Mientras el ministro de Sanidad, un dermatólogo retirado llamado Zurab Marshaniya, limpiaba la sangre coagulada de mi pierna, suspiró con frustración por la difícil situación en la que se encontraba su Gobierno. Le comenté lo impresionado que estaba por el ritmo con el que Abjasia estaba recuperando la condición de ciudad de vacaciones que tenía en los tiempos soviéticos. La última vez que estuve en Sujumi, la capital abjasia, en 2006, la antigua joya del paseo marítimo, el Hotel Abjasia, sufrió un ataque con bomba y acabó colonizado por la maleza. Ahora estaba a medio reparar, y su rival, el Hotel Ritsa, había abierto sus suites a los más ricos entre el millón de visitantes anuales del cuasiestado, casi todos ellos rusos –la habitación 208 del Ritsa (desde cuyo balcón León Trotsky, que estaba allí de vacaciones, se dirigió a la multitud cuando murió Lenin) cuesta unos 100 euros la noche–. Marshaniya no paraba de encogerse de hombros y dijo que, mientras Georgia aún tuviera intención de entrar de nuevo en Sujumi, los avances serían muy frágiles.

Un pastor atiende a su rebaño en el Kurdistán iraquí. Pocos países en proceso de serlo han alcanzado un estadio de mayor felicidad que esta región, que mantiene una relativa estabilidad.

Mientras tanto, la política exterior de Abjasia se basa en cortejar a cualquiera que pueda reconocer su soberanía. El Gobierno nicaragüense de Daniel Ortega la complació en 2008, probablemente influido por los antiguos lazos soviéticos; y el presidente venezolano, Hugo Chávez, también reconoció formalmente a Abjasia, en 2009. Sin embargo, con excepción de Rusia, Abjasia no tiene relaciones formales con ningún Estado, y sus diplomáticos tienen muchas limitaciones para viajar. EE UU, un fiel aliado del Gobierno georgiano de Mijaíl Saakashvili, deniega el visado a los funcionarios del Gobierno abjasio; y a otros Estados, como India, les han convencido de que hagan lo mismo.

Eso deja a Abjasia representada por extraños voluntarios, como George Hewitt, catedrático de la Escuela de Estudios Orientales y Africanos de la Universidad de Londres, que se ha especializado en la cultura abjasia y en su lengua, el abjasio, un circo lingüístico con 67 consonantes y una sola vocal. Hewitt conoce el abjasio tan bien como puede hacerlo un no abjasio, y escribe apasionados y documentados informes sobre la cuestión abjasia. Pero es un universitario, no un estratega político. Le hice una visita antes de mi primer viaje al cuasiestado en 2006 y le pregunté si necesitaba algo de Georgia, donde es persona non grata. Pensé que podía querer un libro o una postal. Dijo que le habían calumniado en los periódicos en lengua mingreliana y me pidió que investigara. Por desgracia, yo no podía hacerlo.

_ _ _

* **Tareas propuestas**
**a.** En el texto sobre Abjasia, ¿cuántas consonantes tiene la lengua abjasia?
**b.** Dispón en una tabla Markdown las líneas de los registros desde la que contiene "painted ground for overlay placement." hasta la que contiene "[176,162,219,193]", ambas incluidas y sin líneas en blanco. Usa las columnas "Número" (número de fila) y "Línea".

* **Datos proporcionados**

_ _ _

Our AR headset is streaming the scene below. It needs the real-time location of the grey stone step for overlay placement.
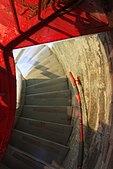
[10,129,69,164]
[14,45,45,64]
[0,163,9,169]
[15,117,72,145]
[26,54,61,78]
[1,145,48,169]
[26,76,69,94]
[25,65,64,79]
[17,46,52,77]
[21,105,72,124]
[25,90,71,106]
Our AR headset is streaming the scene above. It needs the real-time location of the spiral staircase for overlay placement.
[0,45,72,169]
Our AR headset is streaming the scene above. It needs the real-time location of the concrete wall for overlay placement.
[51,32,113,169]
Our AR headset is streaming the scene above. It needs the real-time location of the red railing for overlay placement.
[69,72,84,169]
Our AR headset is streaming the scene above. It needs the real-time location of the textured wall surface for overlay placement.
[52,32,113,169]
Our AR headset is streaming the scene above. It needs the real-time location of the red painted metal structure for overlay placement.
[69,72,84,169]
[0,0,109,160]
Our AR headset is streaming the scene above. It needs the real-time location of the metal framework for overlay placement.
[0,0,109,160]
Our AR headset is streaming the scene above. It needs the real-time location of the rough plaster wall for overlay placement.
[52,32,113,169]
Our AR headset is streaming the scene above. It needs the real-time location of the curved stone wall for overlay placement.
[51,32,113,169]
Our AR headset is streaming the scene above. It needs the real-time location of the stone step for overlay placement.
[15,117,72,145]
[1,145,48,169]
[27,54,61,76]
[21,105,72,124]
[25,65,64,79]
[26,76,69,94]
[17,46,52,77]
[14,45,45,66]
[10,129,69,164]
[25,90,71,106]
[0,163,9,169]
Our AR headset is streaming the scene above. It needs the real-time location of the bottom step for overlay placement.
[0,146,47,169]
[0,163,9,169]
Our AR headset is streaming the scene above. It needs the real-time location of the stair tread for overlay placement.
[27,76,67,88]
[21,105,72,124]
[10,129,69,163]
[26,89,70,96]
[12,129,69,149]
[15,117,72,145]
[15,116,72,127]
[2,144,49,169]
[0,163,9,169]
[25,90,71,106]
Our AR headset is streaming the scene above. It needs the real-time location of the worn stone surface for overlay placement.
[51,32,113,169]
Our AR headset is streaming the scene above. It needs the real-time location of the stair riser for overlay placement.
[22,106,72,124]
[27,55,61,71]
[26,83,68,94]
[16,118,72,145]
[27,76,68,89]
[25,67,64,79]
[3,147,45,169]
[10,131,69,163]
[25,96,70,106]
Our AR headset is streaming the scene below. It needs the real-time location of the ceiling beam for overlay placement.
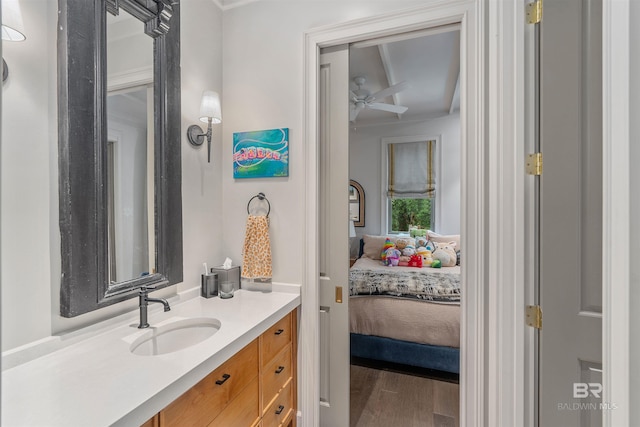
[378,44,402,120]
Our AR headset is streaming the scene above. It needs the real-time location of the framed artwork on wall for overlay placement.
[233,128,289,179]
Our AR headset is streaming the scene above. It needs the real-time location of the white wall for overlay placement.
[0,0,224,351]
[222,0,421,283]
[349,113,461,236]
[629,1,640,423]
[0,0,59,350]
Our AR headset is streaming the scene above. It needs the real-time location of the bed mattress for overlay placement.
[349,296,460,348]
[349,257,460,304]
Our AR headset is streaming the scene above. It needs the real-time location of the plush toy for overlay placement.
[384,247,400,267]
[416,236,429,248]
[380,238,395,264]
[409,255,422,268]
[396,237,413,252]
[433,242,457,267]
[402,245,416,256]
[424,240,436,253]
[409,228,427,237]
[416,247,433,267]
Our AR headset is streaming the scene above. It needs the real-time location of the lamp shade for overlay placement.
[2,0,26,42]
[200,90,222,123]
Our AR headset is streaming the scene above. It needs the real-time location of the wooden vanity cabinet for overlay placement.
[154,310,297,427]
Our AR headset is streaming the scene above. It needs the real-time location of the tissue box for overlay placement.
[211,265,240,291]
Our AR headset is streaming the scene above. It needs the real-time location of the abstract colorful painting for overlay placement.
[233,128,289,178]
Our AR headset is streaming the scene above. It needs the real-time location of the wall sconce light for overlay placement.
[187,90,222,163]
[2,0,26,83]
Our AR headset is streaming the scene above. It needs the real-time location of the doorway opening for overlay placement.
[349,28,463,427]
[308,2,491,425]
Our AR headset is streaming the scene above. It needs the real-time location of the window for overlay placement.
[383,137,436,233]
[389,198,435,233]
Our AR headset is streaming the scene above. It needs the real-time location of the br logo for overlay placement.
[573,383,602,399]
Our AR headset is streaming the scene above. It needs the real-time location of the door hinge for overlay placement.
[526,0,542,24]
[527,153,542,175]
[525,305,542,329]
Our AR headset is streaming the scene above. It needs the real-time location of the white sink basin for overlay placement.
[129,317,222,356]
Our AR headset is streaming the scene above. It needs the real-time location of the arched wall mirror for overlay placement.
[58,0,183,317]
[349,179,365,227]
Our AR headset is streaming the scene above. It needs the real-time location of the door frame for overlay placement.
[602,0,638,427]
[299,0,533,426]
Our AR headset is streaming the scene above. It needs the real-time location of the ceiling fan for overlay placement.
[349,76,409,122]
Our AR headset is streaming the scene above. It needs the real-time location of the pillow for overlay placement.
[429,231,462,252]
[362,234,396,259]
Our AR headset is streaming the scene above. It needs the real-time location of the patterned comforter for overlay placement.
[349,258,460,304]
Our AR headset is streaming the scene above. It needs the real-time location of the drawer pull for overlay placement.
[216,374,231,385]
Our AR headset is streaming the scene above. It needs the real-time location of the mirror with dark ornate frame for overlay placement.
[58,0,183,317]
[349,179,365,227]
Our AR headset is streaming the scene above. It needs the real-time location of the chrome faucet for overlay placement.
[138,286,171,329]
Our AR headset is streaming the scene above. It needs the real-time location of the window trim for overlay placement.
[380,134,442,235]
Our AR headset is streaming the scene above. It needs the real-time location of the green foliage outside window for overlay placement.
[391,199,433,232]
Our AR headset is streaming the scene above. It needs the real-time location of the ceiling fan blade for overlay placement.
[367,102,408,114]
[349,104,364,122]
[367,82,409,101]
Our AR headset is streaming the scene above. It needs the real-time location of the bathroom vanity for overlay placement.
[144,311,296,427]
[2,286,300,427]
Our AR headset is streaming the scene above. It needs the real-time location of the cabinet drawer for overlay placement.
[160,340,259,427]
[262,345,292,408]
[262,381,293,427]
[209,377,260,427]
[261,313,291,366]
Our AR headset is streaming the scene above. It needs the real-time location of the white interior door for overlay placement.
[319,45,350,427]
[539,0,612,427]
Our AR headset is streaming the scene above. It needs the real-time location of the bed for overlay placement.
[349,236,460,374]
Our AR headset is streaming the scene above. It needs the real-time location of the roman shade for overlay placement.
[387,141,436,199]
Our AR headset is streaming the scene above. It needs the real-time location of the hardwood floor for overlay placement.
[350,365,460,427]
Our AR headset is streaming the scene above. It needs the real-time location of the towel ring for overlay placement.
[247,193,271,218]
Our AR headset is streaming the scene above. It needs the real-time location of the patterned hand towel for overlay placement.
[242,215,272,279]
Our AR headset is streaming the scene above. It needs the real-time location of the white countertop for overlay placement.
[2,290,300,427]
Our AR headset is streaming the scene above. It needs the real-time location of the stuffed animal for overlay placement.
[402,245,416,256]
[409,255,422,268]
[384,247,400,267]
[424,240,436,253]
[416,247,433,267]
[396,237,413,252]
[380,238,395,265]
[433,242,457,267]
[416,236,429,248]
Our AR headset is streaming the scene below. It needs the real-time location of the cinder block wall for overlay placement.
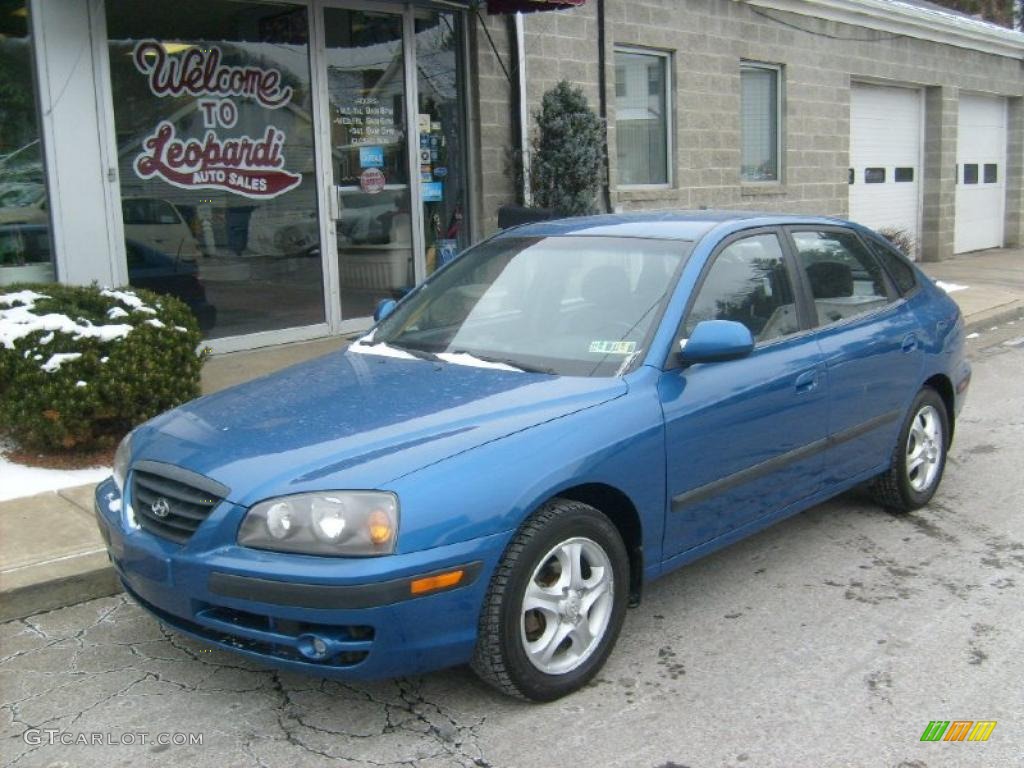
[475,0,1024,259]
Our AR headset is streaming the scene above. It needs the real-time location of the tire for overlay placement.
[868,387,949,512]
[472,499,630,701]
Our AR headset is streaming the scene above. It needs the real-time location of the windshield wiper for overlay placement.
[447,349,558,376]
[372,339,441,362]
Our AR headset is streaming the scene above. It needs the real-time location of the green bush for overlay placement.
[0,285,207,453]
[531,80,605,216]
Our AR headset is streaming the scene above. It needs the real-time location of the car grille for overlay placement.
[131,462,227,544]
[125,584,376,668]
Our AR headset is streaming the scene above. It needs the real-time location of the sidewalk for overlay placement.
[0,249,1024,621]
[921,248,1024,333]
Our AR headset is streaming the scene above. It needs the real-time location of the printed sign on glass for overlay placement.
[132,40,302,199]
[359,146,384,168]
[359,168,387,195]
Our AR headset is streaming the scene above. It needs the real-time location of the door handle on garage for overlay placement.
[794,371,818,392]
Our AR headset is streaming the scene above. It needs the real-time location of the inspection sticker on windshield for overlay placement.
[590,341,637,354]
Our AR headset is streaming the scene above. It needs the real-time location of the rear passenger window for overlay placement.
[867,240,918,296]
[682,234,800,342]
[793,231,890,326]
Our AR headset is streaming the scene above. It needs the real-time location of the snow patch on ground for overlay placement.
[0,445,111,501]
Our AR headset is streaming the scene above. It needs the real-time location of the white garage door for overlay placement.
[953,94,1007,253]
[850,84,921,259]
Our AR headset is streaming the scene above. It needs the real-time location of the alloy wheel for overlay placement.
[520,537,614,675]
[906,406,945,494]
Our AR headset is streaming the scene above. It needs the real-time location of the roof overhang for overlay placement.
[487,0,587,13]
[734,0,1024,59]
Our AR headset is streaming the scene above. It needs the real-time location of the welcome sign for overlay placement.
[132,40,302,199]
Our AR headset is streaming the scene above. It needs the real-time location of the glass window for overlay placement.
[793,231,889,326]
[615,50,672,186]
[867,240,918,295]
[416,10,469,275]
[105,0,325,338]
[0,2,55,286]
[739,65,780,181]
[864,168,886,184]
[682,234,800,342]
[366,237,692,376]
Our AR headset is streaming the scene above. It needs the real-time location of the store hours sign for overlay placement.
[132,40,302,200]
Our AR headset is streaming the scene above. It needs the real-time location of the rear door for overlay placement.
[658,229,827,556]
[787,226,924,485]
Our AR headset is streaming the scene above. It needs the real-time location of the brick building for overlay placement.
[474,0,1024,260]
[0,0,1024,351]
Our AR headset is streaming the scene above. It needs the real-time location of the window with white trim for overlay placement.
[739,61,782,182]
[615,48,672,186]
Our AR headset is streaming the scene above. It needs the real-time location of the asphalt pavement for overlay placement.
[0,322,1024,768]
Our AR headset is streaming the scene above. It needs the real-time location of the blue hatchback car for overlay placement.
[96,211,971,700]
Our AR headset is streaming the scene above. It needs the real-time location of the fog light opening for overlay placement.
[296,634,338,662]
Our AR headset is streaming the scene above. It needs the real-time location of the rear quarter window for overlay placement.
[866,238,918,296]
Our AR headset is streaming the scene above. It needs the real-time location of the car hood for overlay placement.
[132,352,627,505]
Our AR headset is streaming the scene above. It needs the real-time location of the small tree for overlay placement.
[531,80,604,216]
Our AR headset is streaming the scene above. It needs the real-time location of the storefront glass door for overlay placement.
[323,2,469,322]
[324,7,416,319]
[416,11,469,275]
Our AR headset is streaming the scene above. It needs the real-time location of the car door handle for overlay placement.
[794,371,818,392]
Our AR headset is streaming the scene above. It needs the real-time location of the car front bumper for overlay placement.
[95,480,508,679]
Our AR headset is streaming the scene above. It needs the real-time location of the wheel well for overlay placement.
[925,374,956,440]
[558,482,643,606]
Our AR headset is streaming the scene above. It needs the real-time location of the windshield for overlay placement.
[365,237,693,376]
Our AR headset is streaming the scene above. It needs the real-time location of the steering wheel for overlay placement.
[594,321,636,341]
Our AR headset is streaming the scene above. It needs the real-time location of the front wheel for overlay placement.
[870,387,949,512]
[473,499,629,701]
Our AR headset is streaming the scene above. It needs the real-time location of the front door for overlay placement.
[324,3,469,323]
[659,230,828,556]
[791,227,924,484]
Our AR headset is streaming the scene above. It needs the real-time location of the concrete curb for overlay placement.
[0,565,122,622]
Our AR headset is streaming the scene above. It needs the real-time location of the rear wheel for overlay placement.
[473,499,629,701]
[870,387,949,512]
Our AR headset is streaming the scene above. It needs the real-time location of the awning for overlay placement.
[487,0,587,13]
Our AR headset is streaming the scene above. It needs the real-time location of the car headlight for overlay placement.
[114,432,132,496]
[239,490,398,557]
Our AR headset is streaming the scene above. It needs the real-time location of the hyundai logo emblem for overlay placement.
[150,497,171,519]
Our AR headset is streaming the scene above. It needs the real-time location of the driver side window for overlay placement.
[682,233,800,343]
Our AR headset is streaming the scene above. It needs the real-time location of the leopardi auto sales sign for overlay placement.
[132,40,302,200]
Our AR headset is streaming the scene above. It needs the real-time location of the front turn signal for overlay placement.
[409,568,465,595]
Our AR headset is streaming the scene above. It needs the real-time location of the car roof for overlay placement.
[498,211,850,241]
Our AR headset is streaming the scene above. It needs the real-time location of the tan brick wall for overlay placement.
[468,0,1024,258]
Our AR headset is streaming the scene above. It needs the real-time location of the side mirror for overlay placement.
[679,321,754,362]
[374,299,398,323]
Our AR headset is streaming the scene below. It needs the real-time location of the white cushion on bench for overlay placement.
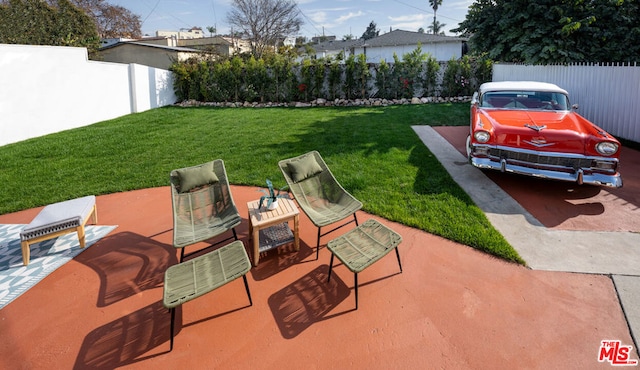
[20,195,96,241]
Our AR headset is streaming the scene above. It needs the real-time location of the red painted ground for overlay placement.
[0,185,637,369]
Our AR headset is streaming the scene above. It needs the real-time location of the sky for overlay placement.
[106,0,473,40]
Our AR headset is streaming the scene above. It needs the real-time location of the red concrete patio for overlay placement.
[0,183,637,369]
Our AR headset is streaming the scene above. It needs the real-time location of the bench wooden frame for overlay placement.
[20,196,98,266]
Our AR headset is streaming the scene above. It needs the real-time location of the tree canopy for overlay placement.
[452,0,640,64]
[362,21,380,40]
[0,0,100,51]
[67,0,142,39]
[227,0,303,58]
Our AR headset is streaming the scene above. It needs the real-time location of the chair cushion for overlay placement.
[287,156,322,182]
[176,162,219,193]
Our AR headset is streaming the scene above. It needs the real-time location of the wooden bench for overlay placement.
[20,195,98,266]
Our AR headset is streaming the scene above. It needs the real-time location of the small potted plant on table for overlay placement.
[258,179,289,210]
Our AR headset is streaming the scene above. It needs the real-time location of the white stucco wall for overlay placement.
[0,44,176,146]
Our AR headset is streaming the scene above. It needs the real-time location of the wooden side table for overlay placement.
[247,198,300,266]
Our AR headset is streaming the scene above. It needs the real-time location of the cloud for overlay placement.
[387,14,427,22]
[336,10,364,24]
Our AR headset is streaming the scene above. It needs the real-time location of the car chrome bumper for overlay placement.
[469,147,622,188]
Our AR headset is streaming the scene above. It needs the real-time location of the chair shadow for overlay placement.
[250,240,316,281]
[76,232,178,307]
[268,265,355,339]
[73,302,172,369]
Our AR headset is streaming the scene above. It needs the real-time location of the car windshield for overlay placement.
[480,91,569,110]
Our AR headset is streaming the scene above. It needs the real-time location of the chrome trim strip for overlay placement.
[470,157,622,188]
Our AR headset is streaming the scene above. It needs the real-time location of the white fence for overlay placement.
[0,44,177,146]
[493,64,640,142]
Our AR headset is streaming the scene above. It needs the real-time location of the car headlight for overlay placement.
[596,141,618,156]
[473,131,491,143]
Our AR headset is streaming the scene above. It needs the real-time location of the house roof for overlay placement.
[100,41,202,53]
[365,30,467,47]
[311,39,364,51]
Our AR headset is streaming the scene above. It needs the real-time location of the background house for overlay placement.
[98,40,203,70]
[310,30,467,63]
[303,40,364,59]
[156,27,204,39]
[354,30,467,63]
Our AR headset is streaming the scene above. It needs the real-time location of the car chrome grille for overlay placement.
[489,148,593,169]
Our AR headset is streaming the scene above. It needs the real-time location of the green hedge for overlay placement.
[170,46,493,103]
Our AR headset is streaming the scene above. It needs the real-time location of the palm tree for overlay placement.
[429,0,444,35]
[427,20,446,35]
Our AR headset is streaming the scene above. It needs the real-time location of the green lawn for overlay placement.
[0,103,524,263]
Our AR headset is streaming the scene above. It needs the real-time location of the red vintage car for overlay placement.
[467,81,622,188]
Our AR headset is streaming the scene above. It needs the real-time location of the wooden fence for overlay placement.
[493,64,640,142]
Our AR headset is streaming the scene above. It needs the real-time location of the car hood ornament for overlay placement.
[524,123,547,132]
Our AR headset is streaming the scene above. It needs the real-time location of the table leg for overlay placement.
[293,215,300,251]
[252,227,260,266]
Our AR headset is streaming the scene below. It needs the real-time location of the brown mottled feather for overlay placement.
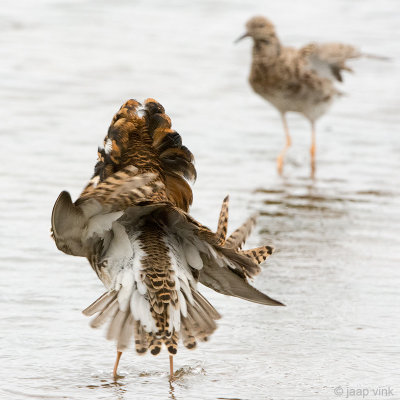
[239,246,274,264]
[217,196,229,244]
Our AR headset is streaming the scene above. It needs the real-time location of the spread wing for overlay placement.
[300,43,364,82]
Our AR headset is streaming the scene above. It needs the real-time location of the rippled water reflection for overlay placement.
[0,0,400,400]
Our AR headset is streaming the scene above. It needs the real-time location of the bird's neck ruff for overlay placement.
[253,36,281,66]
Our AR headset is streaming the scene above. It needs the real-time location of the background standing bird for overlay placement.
[51,99,282,377]
[236,16,386,176]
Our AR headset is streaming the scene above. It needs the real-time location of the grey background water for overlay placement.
[0,0,400,399]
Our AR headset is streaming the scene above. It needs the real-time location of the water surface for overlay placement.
[0,0,400,400]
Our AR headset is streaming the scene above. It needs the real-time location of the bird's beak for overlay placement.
[233,32,250,44]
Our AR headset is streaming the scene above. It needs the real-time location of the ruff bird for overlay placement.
[51,99,283,378]
[236,16,387,176]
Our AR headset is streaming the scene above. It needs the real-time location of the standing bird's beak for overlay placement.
[233,32,250,44]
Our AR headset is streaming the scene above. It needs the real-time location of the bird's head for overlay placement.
[236,16,276,44]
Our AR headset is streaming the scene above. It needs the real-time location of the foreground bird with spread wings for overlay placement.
[51,99,282,377]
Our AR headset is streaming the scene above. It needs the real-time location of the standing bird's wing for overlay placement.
[51,166,164,257]
[299,43,388,82]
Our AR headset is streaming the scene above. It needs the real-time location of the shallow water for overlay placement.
[0,0,400,400]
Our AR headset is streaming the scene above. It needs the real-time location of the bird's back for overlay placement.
[249,44,337,117]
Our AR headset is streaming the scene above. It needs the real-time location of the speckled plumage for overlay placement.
[239,16,384,174]
[52,99,281,376]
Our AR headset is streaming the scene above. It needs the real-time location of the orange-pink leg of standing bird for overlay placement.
[113,351,122,379]
[169,354,174,380]
[276,113,292,175]
[310,121,316,178]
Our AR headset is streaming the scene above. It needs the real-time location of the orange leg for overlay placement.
[310,122,316,178]
[113,351,122,379]
[169,355,174,379]
[276,114,292,175]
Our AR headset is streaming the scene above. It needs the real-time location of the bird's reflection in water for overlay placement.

_ _ _

* **Respuestas**
**a.** 67 consonantes.

**b.**
| Número | Línea |
|---|---|
| 1 | Our AR headset is streaming the scene above. It needs the real-time location of the red painted ground for overlay placement. |
| 2 | [0,185,637,369] |
| 3 | Our AR headset is streaming the scene above. It needs the real-time location of the sky for overlay placement. |
| 4 | [106,0,473,40] |
| 5 | Our AR headset is streaming the scene above. It needs the real-time location of the red concrete patio for overlay placement. |
| 6 | [0,183,637,369] |
| 7 | Our AR headset is streaming the scene above. It needs the real-time location of the bench wooden frame for overlay placement. |
| 8 | [20,196,98,266] |
| 9 | Our AR headset is streaming the scene above. It needs the real-time location of the tree canopy for overlay placement. |
| 10 | [452,0,640,64] |
| 11 | [362,21,380,40] |
| 12 | [0,0,100,51] |
| 13 | [67,0,142,39] |
| 14 | [227,0,303,58] |
| 15 | Our AR headset is streaming the scene above. It needs the real-time location of the chair cushion for overlay placement. |
| 16 | [287,156,322,182] |
| 17 | [176,162,219,193] |